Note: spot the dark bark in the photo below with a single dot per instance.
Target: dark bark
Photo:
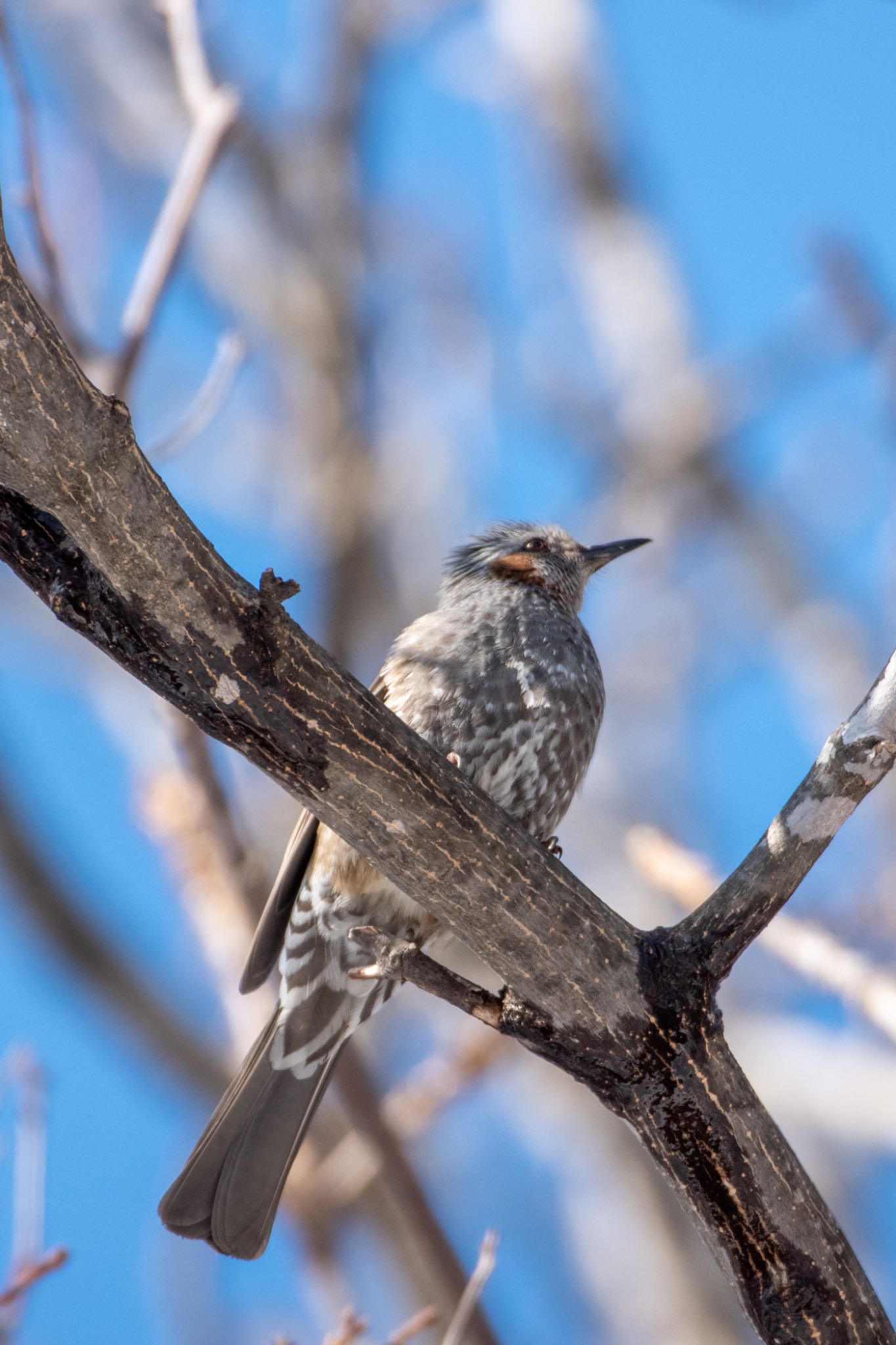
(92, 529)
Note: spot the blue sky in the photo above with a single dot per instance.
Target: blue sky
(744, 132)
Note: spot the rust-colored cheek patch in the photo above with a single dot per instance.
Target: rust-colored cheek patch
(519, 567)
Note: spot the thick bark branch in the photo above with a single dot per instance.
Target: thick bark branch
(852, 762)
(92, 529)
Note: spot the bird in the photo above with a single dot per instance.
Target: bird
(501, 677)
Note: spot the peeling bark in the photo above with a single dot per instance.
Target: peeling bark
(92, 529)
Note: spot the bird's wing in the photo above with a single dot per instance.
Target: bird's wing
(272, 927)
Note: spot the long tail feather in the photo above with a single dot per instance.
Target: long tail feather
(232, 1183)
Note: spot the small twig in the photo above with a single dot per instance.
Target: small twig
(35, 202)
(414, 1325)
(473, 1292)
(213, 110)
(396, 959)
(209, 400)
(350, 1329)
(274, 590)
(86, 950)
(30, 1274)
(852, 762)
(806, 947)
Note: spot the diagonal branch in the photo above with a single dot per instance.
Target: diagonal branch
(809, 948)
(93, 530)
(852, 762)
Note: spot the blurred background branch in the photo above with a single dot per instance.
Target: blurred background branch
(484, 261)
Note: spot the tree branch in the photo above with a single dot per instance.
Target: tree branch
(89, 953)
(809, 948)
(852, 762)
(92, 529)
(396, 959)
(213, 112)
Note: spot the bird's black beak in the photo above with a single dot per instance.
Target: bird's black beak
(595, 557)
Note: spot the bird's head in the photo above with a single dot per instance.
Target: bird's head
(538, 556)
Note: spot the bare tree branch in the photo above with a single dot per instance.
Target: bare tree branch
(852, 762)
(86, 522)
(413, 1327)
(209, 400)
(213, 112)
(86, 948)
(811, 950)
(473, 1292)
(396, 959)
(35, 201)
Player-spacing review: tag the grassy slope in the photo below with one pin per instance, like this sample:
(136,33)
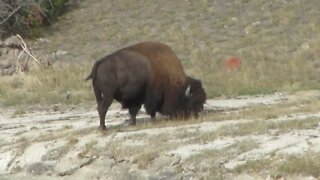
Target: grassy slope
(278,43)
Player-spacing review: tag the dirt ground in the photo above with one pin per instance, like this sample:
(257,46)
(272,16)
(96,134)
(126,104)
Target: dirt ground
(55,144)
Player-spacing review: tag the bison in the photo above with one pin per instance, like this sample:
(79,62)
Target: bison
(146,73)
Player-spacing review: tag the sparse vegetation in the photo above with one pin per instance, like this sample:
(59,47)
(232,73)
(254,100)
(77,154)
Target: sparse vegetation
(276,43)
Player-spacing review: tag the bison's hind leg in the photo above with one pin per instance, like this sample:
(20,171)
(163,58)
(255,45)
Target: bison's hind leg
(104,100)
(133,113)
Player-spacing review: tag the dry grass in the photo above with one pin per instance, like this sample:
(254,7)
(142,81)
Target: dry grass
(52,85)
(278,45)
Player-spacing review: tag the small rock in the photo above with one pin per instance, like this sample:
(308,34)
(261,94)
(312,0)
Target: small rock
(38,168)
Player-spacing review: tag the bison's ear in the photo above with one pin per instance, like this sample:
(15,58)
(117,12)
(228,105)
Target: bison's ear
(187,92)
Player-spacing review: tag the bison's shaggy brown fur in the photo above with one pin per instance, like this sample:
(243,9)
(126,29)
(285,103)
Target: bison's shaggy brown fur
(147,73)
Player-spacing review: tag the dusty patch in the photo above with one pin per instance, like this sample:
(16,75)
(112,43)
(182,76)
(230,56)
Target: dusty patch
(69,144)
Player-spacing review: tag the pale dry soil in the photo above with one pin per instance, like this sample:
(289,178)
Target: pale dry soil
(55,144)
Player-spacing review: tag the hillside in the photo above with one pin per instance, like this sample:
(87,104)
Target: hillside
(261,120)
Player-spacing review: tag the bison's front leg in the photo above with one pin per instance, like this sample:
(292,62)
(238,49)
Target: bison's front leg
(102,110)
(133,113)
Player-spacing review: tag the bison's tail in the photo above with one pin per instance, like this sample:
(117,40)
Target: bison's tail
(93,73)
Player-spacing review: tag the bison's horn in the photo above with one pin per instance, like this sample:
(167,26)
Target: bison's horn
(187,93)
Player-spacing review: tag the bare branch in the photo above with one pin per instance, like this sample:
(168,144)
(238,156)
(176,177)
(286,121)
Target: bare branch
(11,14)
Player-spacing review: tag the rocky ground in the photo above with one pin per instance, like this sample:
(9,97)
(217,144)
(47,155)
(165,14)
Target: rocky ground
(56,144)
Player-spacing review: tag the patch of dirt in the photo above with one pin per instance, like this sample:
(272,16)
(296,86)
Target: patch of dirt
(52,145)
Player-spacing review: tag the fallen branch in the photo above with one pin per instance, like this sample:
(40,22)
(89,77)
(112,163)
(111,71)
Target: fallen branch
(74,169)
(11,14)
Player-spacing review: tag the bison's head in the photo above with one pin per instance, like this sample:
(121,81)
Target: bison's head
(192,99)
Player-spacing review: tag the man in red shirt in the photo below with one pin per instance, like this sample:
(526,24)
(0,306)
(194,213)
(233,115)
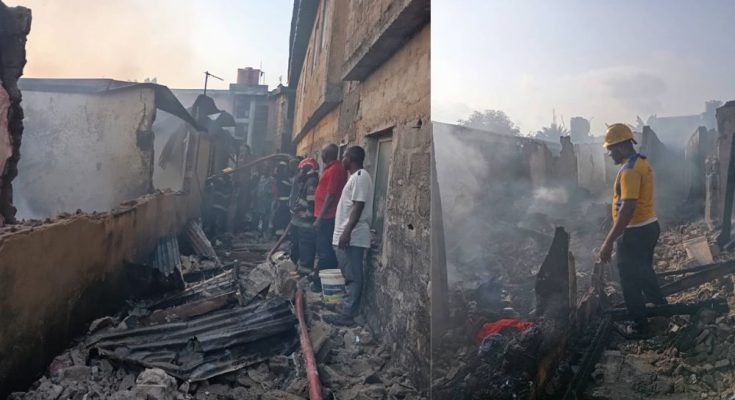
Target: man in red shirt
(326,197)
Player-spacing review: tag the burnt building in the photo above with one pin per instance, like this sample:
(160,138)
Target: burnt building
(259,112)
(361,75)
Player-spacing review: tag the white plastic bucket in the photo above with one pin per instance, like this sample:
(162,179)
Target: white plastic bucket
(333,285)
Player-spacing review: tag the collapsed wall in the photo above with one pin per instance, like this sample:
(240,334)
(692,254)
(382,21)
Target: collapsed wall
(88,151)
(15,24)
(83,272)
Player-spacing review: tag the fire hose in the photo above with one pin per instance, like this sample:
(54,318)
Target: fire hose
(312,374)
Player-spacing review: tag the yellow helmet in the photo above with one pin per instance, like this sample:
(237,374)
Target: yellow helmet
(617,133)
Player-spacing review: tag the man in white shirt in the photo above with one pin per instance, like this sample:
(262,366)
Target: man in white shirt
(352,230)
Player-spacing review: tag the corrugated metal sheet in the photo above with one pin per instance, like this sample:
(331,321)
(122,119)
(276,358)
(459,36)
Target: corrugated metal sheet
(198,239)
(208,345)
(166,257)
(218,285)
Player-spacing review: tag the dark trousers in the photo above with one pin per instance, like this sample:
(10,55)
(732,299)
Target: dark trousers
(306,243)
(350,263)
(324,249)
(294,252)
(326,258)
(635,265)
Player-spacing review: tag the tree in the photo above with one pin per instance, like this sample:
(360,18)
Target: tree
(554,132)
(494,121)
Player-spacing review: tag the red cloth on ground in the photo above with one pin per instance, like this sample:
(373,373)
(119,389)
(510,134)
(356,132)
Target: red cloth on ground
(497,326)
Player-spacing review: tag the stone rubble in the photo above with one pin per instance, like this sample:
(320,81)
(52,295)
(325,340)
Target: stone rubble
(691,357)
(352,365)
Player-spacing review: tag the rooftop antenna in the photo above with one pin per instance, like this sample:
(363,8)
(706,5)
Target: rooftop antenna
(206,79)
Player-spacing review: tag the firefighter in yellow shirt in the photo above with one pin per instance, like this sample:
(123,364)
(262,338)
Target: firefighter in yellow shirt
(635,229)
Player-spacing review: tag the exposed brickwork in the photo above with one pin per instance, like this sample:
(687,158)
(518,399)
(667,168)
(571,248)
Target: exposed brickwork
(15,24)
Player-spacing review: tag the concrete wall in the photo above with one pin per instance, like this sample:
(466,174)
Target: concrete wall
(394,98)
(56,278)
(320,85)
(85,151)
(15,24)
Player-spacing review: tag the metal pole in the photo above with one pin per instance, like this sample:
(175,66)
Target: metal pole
....
## What to work on
Copy word for word the lines of the listing starting at the line that contains "Player-spacing review: tag the concrete" and ending at the last line of the listing.

## Result of the exercise
Player-spacing review: tag the concrete wall in the photo above with one pin per instance, like this sample:
(466,174)
Target: concrete wall
(394,98)
(56,278)
(320,85)
(85,151)
(15,24)
Player-spacing review: tag the metal pole in the photo above with one pin per instance, like this sample:
(175,66)
Target: metal pole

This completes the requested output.